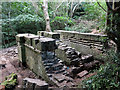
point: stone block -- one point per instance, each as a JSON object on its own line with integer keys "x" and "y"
{"x": 29, "y": 38}
{"x": 82, "y": 74}
{"x": 88, "y": 58}
{"x": 20, "y": 38}
{"x": 92, "y": 65}
{"x": 46, "y": 44}
{"x": 41, "y": 33}
{"x": 35, "y": 84}
{"x": 21, "y": 54}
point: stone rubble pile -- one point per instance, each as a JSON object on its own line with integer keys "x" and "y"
{"x": 64, "y": 75}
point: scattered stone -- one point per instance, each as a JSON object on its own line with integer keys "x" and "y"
{"x": 2, "y": 87}
{"x": 35, "y": 84}
{"x": 76, "y": 70}
{"x": 83, "y": 73}
{"x": 75, "y": 62}
{"x": 60, "y": 71}
{"x": 59, "y": 77}
{"x": 91, "y": 65}
{"x": 10, "y": 81}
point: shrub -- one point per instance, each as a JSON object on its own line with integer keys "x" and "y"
{"x": 61, "y": 22}
{"x": 108, "y": 76}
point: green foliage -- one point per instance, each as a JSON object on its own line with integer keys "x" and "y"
{"x": 108, "y": 76}
{"x": 19, "y": 17}
{"x": 95, "y": 12}
{"x": 61, "y": 22}
{"x": 25, "y": 23}
{"x": 83, "y": 27}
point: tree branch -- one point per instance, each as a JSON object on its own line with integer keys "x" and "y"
{"x": 101, "y": 6}
{"x": 110, "y": 7}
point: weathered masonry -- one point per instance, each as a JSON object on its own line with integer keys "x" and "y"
{"x": 34, "y": 51}
{"x": 58, "y": 56}
{"x": 86, "y": 43}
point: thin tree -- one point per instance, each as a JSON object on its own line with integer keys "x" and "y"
{"x": 46, "y": 15}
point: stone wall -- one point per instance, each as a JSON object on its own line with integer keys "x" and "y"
{"x": 85, "y": 43}
{"x": 33, "y": 50}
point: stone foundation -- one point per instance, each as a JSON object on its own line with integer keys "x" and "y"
{"x": 86, "y": 43}
{"x": 33, "y": 50}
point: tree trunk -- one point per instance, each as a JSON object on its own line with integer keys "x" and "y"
{"x": 46, "y": 15}
{"x": 113, "y": 23}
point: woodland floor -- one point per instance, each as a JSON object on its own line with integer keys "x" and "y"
{"x": 9, "y": 63}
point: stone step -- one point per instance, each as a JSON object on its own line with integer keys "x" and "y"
{"x": 91, "y": 65}
{"x": 34, "y": 84}
{"x": 87, "y": 58}
{"x": 60, "y": 71}
{"x": 60, "y": 78}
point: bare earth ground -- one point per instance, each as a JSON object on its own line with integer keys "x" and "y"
{"x": 9, "y": 57}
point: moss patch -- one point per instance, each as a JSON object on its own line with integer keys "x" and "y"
{"x": 10, "y": 81}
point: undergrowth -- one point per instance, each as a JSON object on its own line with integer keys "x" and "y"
{"x": 108, "y": 75}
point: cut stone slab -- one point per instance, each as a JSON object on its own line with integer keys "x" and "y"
{"x": 2, "y": 87}
{"x": 76, "y": 70}
{"x": 59, "y": 77}
{"x": 35, "y": 83}
{"x": 83, "y": 73}
{"x": 2, "y": 64}
{"x": 88, "y": 58}
{"x": 92, "y": 65}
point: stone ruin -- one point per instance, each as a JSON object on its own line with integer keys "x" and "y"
{"x": 59, "y": 57}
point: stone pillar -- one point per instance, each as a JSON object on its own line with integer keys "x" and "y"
{"x": 49, "y": 34}
{"x": 21, "y": 48}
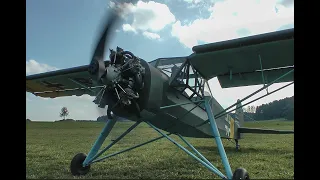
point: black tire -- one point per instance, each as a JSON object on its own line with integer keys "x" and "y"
-=-=-
## Work required:
Your answer should be the lines above from the one that contains "point: undergrowth -- one" through the last, set down exactly, with the pictures removed.

## Finished exercise:
point: undergrowth -- one point per instance, each as a JSON object on its own line with integer keys "x" and "y"
{"x": 108, "y": 75}
point: cut stone slab -- one point per instance, each as a JSON object on its own line with integer keys "x" and "y"
{"x": 2, "y": 87}
{"x": 76, "y": 70}
{"x": 59, "y": 77}
{"x": 35, "y": 83}
{"x": 83, "y": 73}
{"x": 2, "y": 64}
{"x": 88, "y": 58}
{"x": 92, "y": 65}
point: stone ruin -- one point per instance, each as a JSON object on its own line with integer keys "x" and "y"
{"x": 59, "y": 57}
point: stone pillar -- one point per instance, each as a JSON object on its own line with integer keys "x" and "y"
{"x": 49, "y": 34}
{"x": 21, "y": 48}
point: black tire -- one point per instance, each as a JSON object on its own line with integer keys "x" and "y"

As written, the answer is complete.